*Objective*: Please copy the section of the piece on EGT and the Port of Longview that opens with "After shopping around" and closes with "State of Washington.", swapping "longshoremen" for "dockworkers".

*Supplied text*:
────────
After shopping around and finding a community that was the……most……desperate for some good jobs, and using that fact as leverage to extract concessions on acquisition of the land, as well as tax concessions from the municipality while negotiating the lease; having gotten all that they wanted from the Port of Longview and its citizen taxpayers, EGT began reneging on their obligations. They did not hire the longshoremen as stipulated in the lease. This traitorous behaviour after being granted a special tax exemption in the Washington state tax laws. The taxpaying citizens of Washington had agreed to forego an amount of taxes that would be a “remittance equal to one hundred percent of the amount of tax paid for qualifying construction, materials, service, and labor.” Here is a link to the applicable revised tax code laws of the State of Washington.
────────
(Entries from a pointing dataset)
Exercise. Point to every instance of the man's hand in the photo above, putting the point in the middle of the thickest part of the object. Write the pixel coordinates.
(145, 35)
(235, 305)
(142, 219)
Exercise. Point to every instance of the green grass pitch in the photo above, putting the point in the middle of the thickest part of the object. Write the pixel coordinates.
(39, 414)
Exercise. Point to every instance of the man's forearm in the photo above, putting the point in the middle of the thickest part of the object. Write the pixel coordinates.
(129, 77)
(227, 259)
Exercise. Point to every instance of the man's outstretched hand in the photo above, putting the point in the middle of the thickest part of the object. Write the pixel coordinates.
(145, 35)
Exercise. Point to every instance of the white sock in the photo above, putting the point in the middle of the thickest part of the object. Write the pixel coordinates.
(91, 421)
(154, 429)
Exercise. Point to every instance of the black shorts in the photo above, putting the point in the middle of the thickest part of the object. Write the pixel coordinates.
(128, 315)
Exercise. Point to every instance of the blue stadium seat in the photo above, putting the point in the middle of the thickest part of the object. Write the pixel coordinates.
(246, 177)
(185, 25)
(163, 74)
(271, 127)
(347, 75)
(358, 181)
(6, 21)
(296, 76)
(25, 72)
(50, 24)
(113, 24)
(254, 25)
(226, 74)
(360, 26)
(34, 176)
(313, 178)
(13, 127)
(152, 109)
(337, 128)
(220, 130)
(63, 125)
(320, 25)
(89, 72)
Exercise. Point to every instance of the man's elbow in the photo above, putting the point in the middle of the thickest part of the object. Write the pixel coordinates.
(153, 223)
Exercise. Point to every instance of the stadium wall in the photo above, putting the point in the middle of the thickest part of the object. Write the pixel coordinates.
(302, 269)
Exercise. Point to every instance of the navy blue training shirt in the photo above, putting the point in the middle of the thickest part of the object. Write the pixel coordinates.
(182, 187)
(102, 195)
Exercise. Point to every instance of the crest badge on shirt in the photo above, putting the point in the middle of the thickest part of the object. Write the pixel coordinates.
────────
*Answer*:
After shopping around and finding a community that was the……most……desperate for some good jobs, and using that fact as leverage to extract concessions on acquisition of the land, as well as tax concessions from the municipality while negotiating the lease; having gotten all that they wanted from the Port of Longview and its citizen taxpayers, EGT began reneging on their obligations. They did not hire the dockworkers as stipulated in the lease. This traitorous behaviour after being granted a special tax exemption in the Washington state tax laws. The taxpaying citizens of Washington had agreed to forego an amount of taxes that would be a “remittance equal to one hundred percent of the amount of tax paid for qualifying construction, materials, service, and labor.” Here is a link to the applicable revised tax code laws of the State of Washington.